*OBJECTIVE*
State how many lines in the records below contain the word "dark". Give only the number.

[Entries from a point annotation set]

----

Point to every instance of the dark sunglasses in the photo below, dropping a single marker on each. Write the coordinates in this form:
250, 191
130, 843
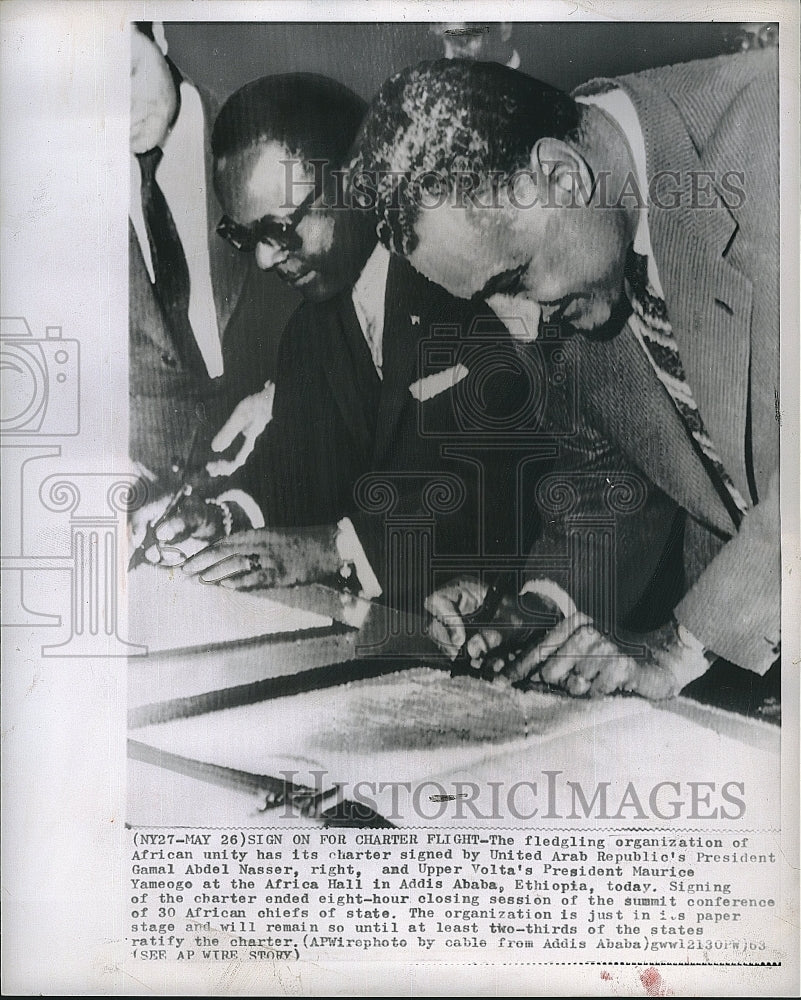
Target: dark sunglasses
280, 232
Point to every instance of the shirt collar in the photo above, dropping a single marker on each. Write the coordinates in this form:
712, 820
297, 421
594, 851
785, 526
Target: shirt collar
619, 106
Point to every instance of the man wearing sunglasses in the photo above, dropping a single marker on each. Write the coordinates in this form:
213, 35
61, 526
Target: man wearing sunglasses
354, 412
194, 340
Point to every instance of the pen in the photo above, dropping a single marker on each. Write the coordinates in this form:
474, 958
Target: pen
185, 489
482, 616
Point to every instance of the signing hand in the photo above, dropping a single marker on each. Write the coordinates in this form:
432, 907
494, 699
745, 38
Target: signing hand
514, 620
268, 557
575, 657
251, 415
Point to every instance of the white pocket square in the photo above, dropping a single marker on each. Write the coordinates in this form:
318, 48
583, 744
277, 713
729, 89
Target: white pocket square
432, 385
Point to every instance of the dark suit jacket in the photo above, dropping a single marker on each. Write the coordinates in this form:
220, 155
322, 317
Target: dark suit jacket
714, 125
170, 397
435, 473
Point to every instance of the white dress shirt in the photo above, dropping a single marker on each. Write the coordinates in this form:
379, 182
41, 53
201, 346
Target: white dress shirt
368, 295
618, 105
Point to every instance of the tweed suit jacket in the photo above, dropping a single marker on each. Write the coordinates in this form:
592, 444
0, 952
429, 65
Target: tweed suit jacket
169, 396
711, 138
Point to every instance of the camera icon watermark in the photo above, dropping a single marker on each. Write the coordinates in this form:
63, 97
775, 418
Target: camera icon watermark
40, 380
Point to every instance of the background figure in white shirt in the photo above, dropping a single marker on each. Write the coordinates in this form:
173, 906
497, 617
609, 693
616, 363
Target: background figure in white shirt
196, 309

----

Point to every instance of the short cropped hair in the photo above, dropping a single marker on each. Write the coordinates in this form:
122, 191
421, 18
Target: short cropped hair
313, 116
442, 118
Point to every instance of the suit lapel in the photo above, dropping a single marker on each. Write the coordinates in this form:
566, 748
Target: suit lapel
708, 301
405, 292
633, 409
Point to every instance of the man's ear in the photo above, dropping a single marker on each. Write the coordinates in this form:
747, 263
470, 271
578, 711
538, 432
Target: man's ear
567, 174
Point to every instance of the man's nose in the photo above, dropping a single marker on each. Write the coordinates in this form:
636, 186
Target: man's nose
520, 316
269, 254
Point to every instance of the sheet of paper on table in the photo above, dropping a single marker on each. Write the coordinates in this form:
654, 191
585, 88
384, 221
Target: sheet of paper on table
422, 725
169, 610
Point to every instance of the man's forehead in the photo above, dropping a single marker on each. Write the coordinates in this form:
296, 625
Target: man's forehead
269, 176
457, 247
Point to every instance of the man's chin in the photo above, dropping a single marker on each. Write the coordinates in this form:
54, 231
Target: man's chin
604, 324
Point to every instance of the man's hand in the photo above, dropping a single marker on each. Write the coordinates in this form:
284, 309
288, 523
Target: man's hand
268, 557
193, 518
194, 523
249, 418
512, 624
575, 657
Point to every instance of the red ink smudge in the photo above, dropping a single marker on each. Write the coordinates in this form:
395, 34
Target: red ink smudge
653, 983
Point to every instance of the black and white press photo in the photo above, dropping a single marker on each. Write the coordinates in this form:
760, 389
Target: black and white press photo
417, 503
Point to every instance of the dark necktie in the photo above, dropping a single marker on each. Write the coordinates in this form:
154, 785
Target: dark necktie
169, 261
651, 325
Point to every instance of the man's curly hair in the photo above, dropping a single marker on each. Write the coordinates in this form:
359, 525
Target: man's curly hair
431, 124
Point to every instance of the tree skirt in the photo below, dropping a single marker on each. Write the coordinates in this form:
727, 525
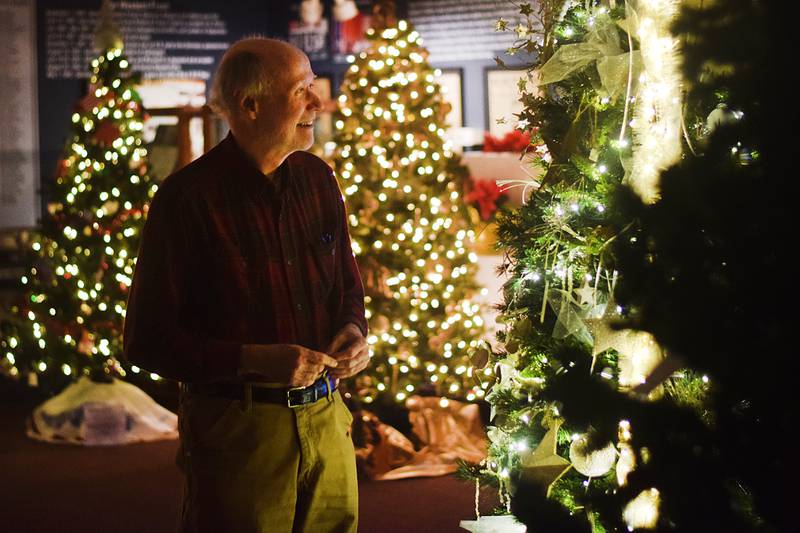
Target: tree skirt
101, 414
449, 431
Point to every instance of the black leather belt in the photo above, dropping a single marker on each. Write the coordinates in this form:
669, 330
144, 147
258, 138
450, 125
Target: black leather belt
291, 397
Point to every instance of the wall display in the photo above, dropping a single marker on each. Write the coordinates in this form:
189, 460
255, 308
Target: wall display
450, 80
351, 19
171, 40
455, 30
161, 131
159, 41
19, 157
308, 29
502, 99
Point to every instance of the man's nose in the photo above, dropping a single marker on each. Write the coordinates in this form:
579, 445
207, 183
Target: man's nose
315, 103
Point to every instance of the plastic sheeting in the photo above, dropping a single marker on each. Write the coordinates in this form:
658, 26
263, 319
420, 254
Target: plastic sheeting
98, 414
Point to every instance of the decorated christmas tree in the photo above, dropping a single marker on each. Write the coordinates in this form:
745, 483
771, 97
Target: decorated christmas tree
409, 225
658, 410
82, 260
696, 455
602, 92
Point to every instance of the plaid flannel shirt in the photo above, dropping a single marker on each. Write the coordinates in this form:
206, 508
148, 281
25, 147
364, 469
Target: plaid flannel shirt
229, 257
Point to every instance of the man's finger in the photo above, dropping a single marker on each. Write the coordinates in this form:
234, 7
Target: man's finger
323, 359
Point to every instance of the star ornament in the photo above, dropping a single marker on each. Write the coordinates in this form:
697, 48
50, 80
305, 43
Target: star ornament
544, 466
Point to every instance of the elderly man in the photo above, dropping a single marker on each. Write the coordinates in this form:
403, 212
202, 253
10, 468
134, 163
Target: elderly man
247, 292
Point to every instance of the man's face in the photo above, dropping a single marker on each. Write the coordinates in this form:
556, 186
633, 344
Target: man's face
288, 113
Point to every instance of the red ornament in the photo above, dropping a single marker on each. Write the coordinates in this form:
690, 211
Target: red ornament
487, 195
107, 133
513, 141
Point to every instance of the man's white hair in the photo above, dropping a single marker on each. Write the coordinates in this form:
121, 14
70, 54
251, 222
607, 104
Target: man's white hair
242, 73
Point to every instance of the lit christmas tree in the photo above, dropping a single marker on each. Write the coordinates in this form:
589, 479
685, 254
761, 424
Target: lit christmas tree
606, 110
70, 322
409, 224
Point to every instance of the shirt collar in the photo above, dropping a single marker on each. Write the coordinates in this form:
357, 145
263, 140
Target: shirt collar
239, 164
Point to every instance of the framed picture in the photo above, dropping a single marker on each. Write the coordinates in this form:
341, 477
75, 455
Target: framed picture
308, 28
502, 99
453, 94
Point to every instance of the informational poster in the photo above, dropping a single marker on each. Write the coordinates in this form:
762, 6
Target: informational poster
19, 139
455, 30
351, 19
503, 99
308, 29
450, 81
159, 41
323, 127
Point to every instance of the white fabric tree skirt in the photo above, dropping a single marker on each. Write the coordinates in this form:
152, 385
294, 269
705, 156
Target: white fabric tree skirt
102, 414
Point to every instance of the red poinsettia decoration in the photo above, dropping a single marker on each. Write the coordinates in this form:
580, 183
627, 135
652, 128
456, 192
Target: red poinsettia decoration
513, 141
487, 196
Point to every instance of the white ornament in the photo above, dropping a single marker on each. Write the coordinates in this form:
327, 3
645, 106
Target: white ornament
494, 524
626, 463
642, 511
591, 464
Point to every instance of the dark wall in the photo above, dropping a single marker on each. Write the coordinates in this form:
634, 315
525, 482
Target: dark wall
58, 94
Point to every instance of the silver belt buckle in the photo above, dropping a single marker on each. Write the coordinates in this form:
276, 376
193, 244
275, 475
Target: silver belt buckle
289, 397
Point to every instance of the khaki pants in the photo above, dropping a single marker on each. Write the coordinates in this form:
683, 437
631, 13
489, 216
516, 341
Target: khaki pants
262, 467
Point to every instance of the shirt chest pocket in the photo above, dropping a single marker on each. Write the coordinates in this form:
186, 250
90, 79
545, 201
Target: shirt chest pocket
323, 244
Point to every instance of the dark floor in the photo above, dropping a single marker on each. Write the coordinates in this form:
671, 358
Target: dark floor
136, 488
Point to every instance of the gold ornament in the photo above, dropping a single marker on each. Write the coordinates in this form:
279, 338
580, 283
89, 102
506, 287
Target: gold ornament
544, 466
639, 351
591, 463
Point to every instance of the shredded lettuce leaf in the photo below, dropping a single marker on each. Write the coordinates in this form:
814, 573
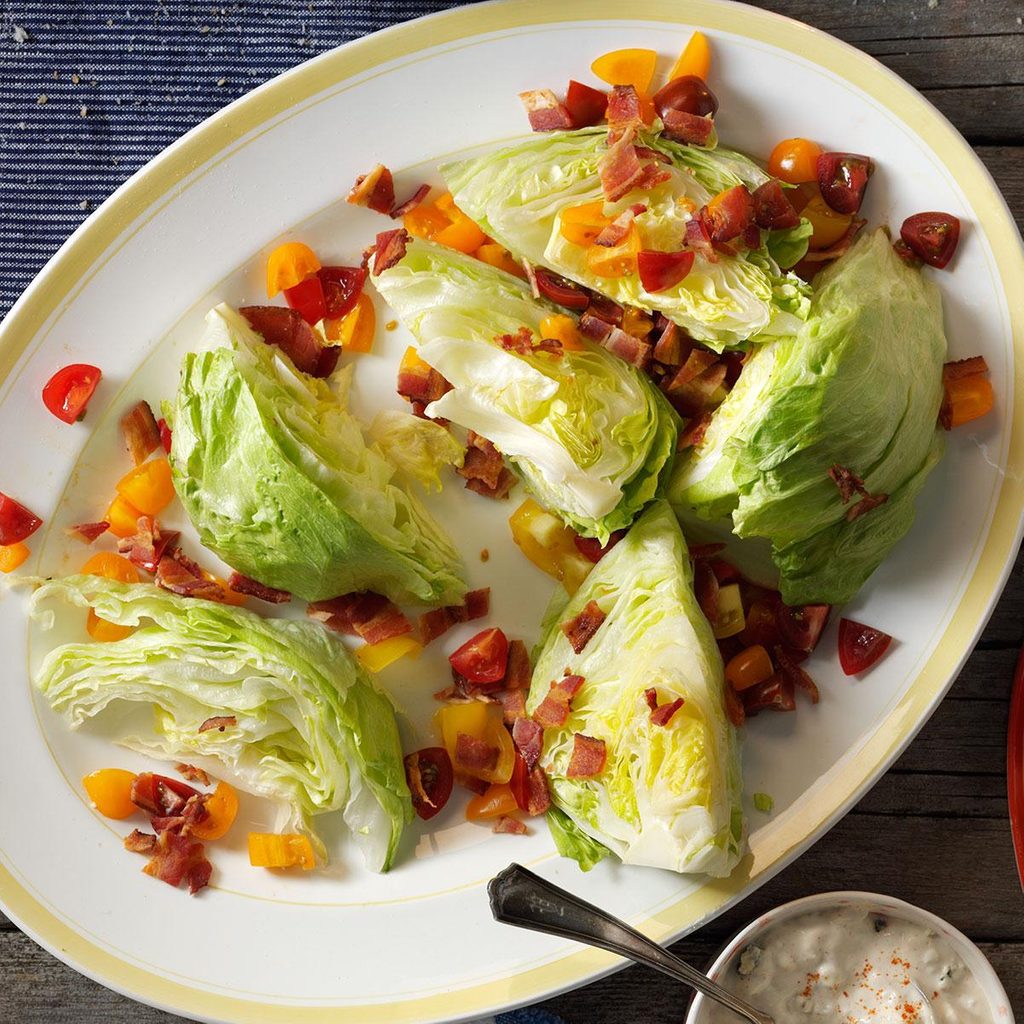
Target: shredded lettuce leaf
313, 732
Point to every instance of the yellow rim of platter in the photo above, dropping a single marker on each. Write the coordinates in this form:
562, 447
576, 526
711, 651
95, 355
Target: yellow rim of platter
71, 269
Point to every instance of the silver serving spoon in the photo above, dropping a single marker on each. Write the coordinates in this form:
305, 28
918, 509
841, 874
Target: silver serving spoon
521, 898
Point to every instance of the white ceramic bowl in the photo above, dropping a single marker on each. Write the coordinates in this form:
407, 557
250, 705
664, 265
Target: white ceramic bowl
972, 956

----

*WRITTEN RESPONSE*
10